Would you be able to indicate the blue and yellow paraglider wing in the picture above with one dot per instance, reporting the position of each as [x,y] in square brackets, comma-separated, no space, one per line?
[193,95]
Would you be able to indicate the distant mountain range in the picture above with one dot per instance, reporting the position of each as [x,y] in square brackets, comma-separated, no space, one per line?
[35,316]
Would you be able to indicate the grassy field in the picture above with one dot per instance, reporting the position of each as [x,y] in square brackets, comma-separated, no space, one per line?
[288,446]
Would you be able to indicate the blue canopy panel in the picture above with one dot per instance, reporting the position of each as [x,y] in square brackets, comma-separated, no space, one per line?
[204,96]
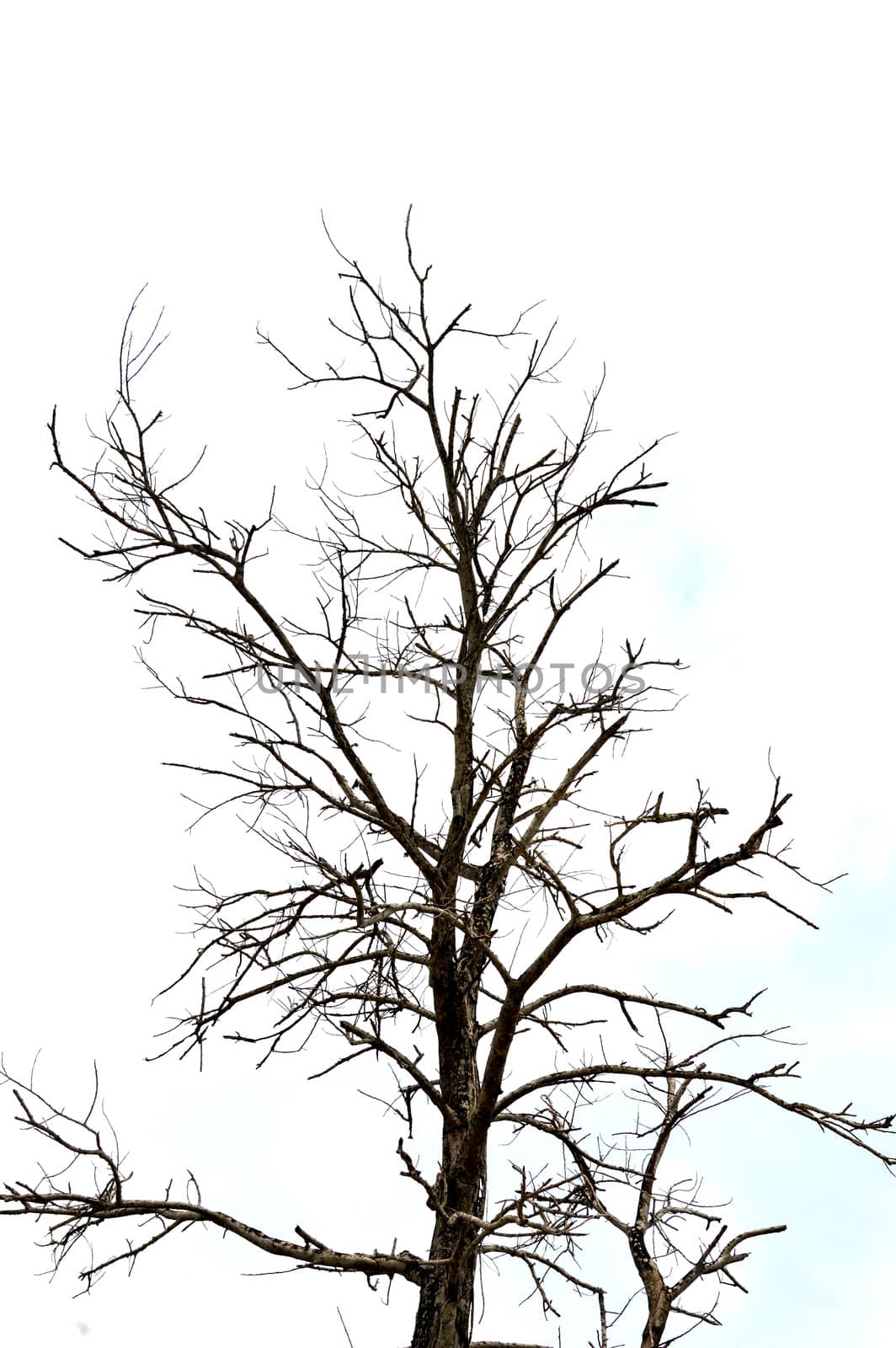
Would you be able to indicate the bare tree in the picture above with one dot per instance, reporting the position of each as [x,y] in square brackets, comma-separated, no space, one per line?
[437,920]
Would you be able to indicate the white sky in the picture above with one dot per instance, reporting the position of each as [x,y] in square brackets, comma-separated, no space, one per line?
[704,195]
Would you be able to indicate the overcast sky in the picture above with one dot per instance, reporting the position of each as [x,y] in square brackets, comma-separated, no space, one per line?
[704,195]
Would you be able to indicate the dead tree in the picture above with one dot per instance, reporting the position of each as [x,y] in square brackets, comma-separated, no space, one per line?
[402,918]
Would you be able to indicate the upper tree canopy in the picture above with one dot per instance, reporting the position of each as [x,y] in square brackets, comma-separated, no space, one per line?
[445,914]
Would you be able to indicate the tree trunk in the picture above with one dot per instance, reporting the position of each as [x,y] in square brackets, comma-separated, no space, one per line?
[445,1311]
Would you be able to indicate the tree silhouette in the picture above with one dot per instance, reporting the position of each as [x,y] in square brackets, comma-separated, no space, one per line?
[441,918]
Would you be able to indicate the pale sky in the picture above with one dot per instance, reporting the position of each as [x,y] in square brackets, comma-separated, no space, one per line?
[704,195]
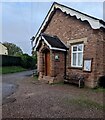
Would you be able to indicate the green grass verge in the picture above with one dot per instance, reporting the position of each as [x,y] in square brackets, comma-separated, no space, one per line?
[11,69]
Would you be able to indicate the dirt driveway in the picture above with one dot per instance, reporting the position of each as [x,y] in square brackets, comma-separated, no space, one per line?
[34,99]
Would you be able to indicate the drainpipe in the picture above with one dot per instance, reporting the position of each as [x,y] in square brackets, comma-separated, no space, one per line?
[65,54]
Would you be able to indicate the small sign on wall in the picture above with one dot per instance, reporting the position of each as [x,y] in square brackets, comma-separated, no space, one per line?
[88,65]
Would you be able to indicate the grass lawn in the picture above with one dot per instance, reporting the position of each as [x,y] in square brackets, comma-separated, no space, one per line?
[11,69]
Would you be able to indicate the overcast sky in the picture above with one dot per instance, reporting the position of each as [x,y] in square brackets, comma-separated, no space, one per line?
[21,20]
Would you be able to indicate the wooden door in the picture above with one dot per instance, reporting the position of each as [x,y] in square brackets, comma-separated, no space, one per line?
[47,64]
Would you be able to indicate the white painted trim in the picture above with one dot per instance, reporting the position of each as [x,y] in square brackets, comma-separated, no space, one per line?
[95,24]
[52,48]
[76,66]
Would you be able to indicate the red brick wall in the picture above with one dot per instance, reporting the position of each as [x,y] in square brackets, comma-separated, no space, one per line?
[69,28]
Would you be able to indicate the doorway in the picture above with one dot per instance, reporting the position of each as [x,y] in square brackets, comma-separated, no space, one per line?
[47,63]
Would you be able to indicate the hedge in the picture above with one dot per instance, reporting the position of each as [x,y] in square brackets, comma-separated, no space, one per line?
[10,60]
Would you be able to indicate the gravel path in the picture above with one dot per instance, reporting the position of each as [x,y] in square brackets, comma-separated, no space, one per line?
[34,99]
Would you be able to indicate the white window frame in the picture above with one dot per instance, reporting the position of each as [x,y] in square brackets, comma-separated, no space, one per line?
[77,52]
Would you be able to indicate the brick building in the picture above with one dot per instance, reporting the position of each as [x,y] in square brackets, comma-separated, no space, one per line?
[69,41]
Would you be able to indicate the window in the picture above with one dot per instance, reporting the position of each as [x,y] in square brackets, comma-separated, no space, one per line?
[77,55]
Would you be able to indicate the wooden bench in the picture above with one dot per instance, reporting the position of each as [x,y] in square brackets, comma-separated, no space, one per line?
[75,78]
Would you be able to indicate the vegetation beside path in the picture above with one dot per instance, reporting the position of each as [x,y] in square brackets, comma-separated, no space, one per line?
[11,69]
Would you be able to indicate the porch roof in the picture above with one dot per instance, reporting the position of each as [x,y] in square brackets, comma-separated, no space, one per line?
[53,42]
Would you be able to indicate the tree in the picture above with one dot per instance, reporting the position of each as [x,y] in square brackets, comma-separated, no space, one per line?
[13,49]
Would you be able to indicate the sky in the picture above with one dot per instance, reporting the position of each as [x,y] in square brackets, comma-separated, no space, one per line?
[21,20]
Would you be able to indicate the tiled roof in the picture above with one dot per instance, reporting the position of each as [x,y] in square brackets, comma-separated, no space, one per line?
[54,41]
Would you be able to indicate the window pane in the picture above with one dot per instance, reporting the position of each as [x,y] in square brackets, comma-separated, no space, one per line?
[75,48]
[80,59]
[79,47]
[74,59]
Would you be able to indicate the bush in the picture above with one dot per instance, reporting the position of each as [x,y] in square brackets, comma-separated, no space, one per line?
[6,60]
[27,61]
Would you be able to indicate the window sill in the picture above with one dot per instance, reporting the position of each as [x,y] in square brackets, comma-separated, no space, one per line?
[70,67]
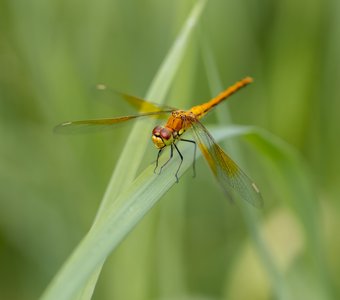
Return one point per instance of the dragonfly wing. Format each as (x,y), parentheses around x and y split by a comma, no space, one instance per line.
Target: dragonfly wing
(139,103)
(100,124)
(231,178)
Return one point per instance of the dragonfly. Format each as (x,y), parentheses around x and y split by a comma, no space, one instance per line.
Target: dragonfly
(234,182)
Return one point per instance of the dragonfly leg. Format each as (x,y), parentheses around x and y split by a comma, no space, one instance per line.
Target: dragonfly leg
(194,160)
(181,156)
(171,155)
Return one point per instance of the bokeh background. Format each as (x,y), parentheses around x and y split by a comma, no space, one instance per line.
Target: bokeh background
(194,244)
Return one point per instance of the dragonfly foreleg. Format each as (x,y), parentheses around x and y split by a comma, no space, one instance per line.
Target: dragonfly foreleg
(181,156)
(194,160)
(171,155)
(157,159)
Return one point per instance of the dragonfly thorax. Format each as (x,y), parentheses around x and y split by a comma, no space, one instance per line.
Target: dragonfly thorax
(163,136)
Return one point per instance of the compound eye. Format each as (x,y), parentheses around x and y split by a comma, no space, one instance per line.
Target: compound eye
(165,134)
(157,131)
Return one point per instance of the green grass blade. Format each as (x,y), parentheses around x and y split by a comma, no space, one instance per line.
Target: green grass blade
(294,186)
(251,218)
(70,280)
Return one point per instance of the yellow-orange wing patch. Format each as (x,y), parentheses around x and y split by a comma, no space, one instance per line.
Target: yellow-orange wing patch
(231,178)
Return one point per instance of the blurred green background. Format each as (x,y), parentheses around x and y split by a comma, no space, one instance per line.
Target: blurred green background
(194,244)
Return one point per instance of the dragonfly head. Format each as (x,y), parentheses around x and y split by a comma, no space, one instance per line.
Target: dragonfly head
(162,136)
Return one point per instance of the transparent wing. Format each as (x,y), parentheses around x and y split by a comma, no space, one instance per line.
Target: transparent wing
(140,104)
(231,178)
(100,124)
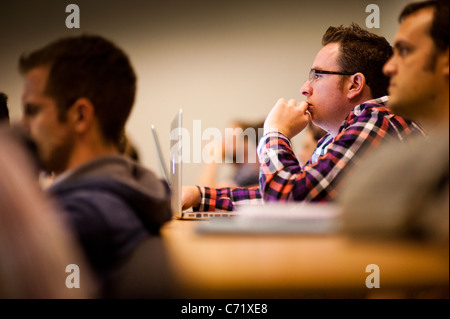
------------------------------
__TASK INSTRUCTIONS__.
Put the items from the line containing "Return one point per instance of the dragonfly head." through the end of the records, inclusive, into a two-column CSV with the headers instruction and points, one row per item. Enclose each field in double quotes, replace line breaks with spaces, and omit the pictures.

__EXERCISE ANSWER__.
instruction,points
"Return one point per instance of the dragonfly head. Format each as (x,y), parentheses around x and y split by a comma, no space, one instance per line. Target: dragonfly head","(162,136)"
"Return one point per instance of the transparent wing. Format each as (x,y), parentheses around x and y split by a comma, no space, one instance per line. Target: transparent wing","(140,104) (231,178) (100,124)"